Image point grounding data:
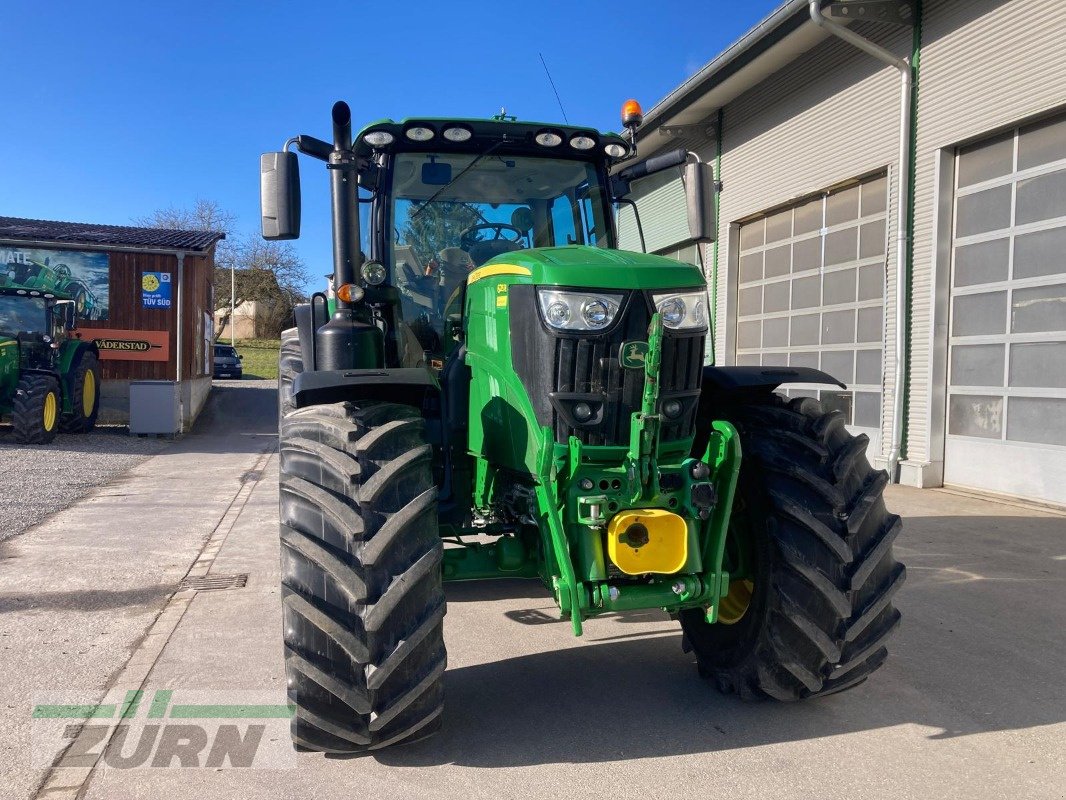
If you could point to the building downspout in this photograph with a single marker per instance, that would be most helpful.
(717, 235)
(902, 219)
(181, 293)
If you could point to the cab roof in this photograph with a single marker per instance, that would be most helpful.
(513, 136)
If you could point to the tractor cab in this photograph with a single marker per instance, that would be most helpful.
(34, 322)
(496, 390)
(48, 380)
(449, 196)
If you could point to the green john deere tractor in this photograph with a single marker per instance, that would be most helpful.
(490, 388)
(49, 381)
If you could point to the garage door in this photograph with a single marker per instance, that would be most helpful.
(1006, 379)
(811, 293)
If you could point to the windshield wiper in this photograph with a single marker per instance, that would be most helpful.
(463, 172)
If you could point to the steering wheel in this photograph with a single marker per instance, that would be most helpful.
(468, 237)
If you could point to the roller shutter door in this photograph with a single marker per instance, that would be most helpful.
(1006, 374)
(811, 293)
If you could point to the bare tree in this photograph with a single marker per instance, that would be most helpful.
(269, 273)
(204, 216)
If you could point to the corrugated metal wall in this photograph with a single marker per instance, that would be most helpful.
(832, 116)
(985, 64)
(661, 202)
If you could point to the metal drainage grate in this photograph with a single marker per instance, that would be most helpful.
(214, 581)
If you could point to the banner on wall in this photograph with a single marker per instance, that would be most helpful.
(128, 346)
(156, 289)
(82, 275)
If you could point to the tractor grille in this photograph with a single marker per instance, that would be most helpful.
(582, 366)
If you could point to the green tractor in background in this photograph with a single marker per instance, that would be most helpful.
(49, 381)
(55, 280)
(493, 389)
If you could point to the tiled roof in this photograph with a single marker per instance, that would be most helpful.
(81, 233)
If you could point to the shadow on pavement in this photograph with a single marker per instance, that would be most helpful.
(86, 600)
(237, 417)
(981, 650)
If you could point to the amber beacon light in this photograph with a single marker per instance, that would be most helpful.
(632, 115)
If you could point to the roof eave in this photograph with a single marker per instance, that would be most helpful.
(782, 36)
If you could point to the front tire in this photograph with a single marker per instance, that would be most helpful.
(290, 365)
(361, 587)
(810, 524)
(35, 410)
(84, 396)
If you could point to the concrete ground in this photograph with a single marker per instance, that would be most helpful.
(971, 703)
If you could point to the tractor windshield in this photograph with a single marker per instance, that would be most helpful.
(452, 212)
(19, 314)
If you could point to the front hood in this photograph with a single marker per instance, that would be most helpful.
(601, 269)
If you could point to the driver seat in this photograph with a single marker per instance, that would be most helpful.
(481, 252)
(521, 219)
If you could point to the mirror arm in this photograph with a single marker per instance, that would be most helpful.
(310, 146)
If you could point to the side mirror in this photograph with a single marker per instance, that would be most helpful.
(699, 193)
(279, 195)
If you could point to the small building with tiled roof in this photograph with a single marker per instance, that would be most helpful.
(143, 294)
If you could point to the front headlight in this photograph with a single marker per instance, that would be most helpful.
(682, 310)
(575, 310)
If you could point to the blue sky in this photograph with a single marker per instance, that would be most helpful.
(113, 110)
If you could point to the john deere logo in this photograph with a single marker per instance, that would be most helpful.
(633, 354)
(133, 345)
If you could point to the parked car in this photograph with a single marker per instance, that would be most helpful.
(227, 362)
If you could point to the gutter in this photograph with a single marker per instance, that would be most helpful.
(179, 312)
(903, 221)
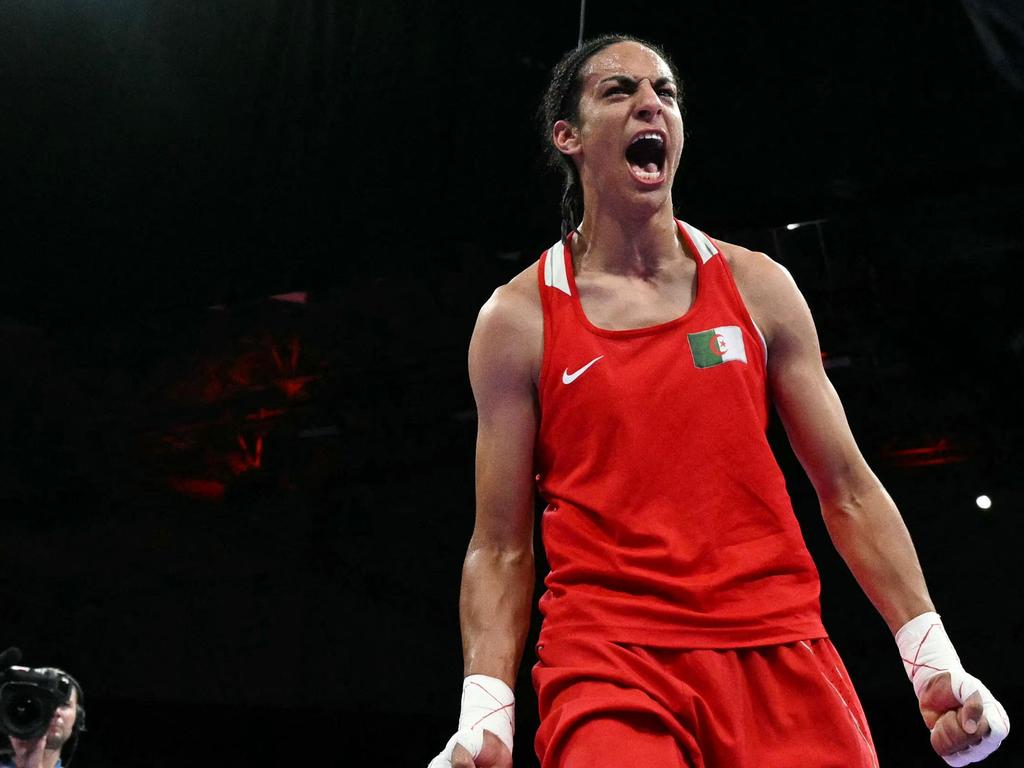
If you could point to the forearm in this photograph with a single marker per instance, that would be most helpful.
(495, 609)
(869, 535)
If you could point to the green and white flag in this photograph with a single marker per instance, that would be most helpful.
(717, 346)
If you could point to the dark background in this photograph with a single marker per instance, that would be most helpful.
(240, 519)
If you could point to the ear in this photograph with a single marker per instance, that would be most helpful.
(565, 137)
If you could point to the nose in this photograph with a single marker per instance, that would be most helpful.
(647, 102)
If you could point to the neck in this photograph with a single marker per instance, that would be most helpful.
(50, 758)
(639, 247)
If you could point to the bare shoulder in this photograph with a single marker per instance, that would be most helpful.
(508, 340)
(767, 288)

Required work: Give back all of the entries above exactly, with the pictures excluded.

Exercise response:
If you could point to the building downspout in this photograph with a single marker per instance, that would be most helpful.
(717, 235)
(902, 219)
(181, 293)
If you could point to the cab roof in this photograph with a single marker per instance, that would be most helpful.
(513, 136)
If you could point to the tractor cab in this photograph with a single marker per instance, that would be most helpful.
(34, 322)
(496, 390)
(48, 380)
(449, 196)
If you could point to the green john deere tractor in this photograph with a single marker per instance, that would be most helpful.
(490, 388)
(49, 381)
If you could point to the garage door in this photograph with a single marker per instance, that would be most helpful.
(1006, 379)
(811, 293)
If you could point to the windshield wiper in this photograph with a single marker per instance, that would be most helpful.
(463, 172)
If you could point to the steering wheel in this photograph with a single marker per instance, that would be most helpful.
(468, 237)
If you could point to the roller shutter door in this photograph with a single marker per instance, that would be most helpful.
(1006, 374)
(811, 293)
If you could point to the bare tree in this photograph with a single marker per instance, that would be most helpful.
(269, 273)
(204, 216)
If you could point to the corrugated metal wall in this photograph with a single marker per instance, that would be most helpful.
(832, 116)
(985, 64)
(661, 202)
If you could point to the metal drainage grate in this photograph with a single marker per instance, that would be most helpful.
(214, 581)
If you could point to the banner on wall in this photograph with a single marker per instance, that would be most helpful.
(128, 346)
(156, 289)
(82, 275)
If you could point to the tractor grille in this photograph with a single marker per instance, that would be most helpful.
(582, 366)
If you could point to the green tractor in background in this photograph with a single marker per instance, that would be most helpful.
(49, 381)
(55, 280)
(493, 389)
If you could point to the tiled roof in this photograph with a single marker per instance, that would be most helpful.
(81, 233)
If you could point to the shadow on pavement in this photograph with a single marker per instance, that would be most helpful.
(86, 600)
(237, 417)
(981, 650)
If you could point to the amber beacon light in this photograph with a single marker per instance, that would be most helpful.
(632, 115)
If you could point to the roof eave in this photograph with a single marker per instance, that would be most helpful.
(782, 36)
If you could point to the front tire in this photograph with a single marker per instance, that would be most helpful.
(290, 365)
(361, 587)
(810, 524)
(35, 410)
(84, 396)
If you could point to the concrete ground in this photograph with a single marker per instance, that would be most helpful.
(971, 703)
If you could point to the tractor windshield in this photograph with a single marker per instance, that would be most helpful.
(452, 212)
(19, 314)
If you could point to the front hood in this photograph with a single marker per instance, that would be most helpful.
(601, 269)
If you could point to the driver seat in this photograph with a single marker per instance, that would be most helpful.
(481, 252)
(521, 219)
If you could point to the mirror arm in this photograph with a single marker per instance, that would be most helpful.
(310, 146)
If you could point to the side mirror in this photograph with a single marker per instance, that would be most helpful.
(699, 193)
(279, 195)
If you could point to the small building with tiled roof in this photograph with a single marker per instance, that would be most helpful.
(143, 294)
If you could point to the front headlight in this photograph with a single marker per instance, that would be most helpful.
(682, 310)
(575, 310)
If you could point to the blue sky in this photograph with a single marker per instance, that would be most helpful.
(113, 110)
If you could point to the john deere logo in this photograph with a single marker per instance, that would be most helpful.
(633, 354)
(133, 345)
If you could point to the parked car in this photograph with a single marker per instance, that would be most helpful.
(227, 362)
If you could point to the gutter in this photograph with a single marker per instance, that would be most helpful.
(179, 312)
(903, 221)
If you could point to the forearm in this photograph with a single marker per instance, that would be most helpful.
(495, 609)
(869, 535)
If you could point to the green and white flag in this photograph with a single marker per instance, that would be most helpful.
(717, 346)
If you could point to the dark background in this photograph with a single marker per instance, that would be most helpful.
(240, 519)
If you could point to the ear in this photograph with a single marker per instance, that would be most helpful.
(565, 137)
If you could point to the nose in this photograph with a single marker per instance, that would be most helpful.
(647, 102)
If you could point to the neck in this photograph with a single marker per instance, that would be most helpful.
(50, 758)
(639, 247)
If you could point to the bare shoulder in this photograph with a single marker per instance, that would be most helpful.
(508, 340)
(767, 288)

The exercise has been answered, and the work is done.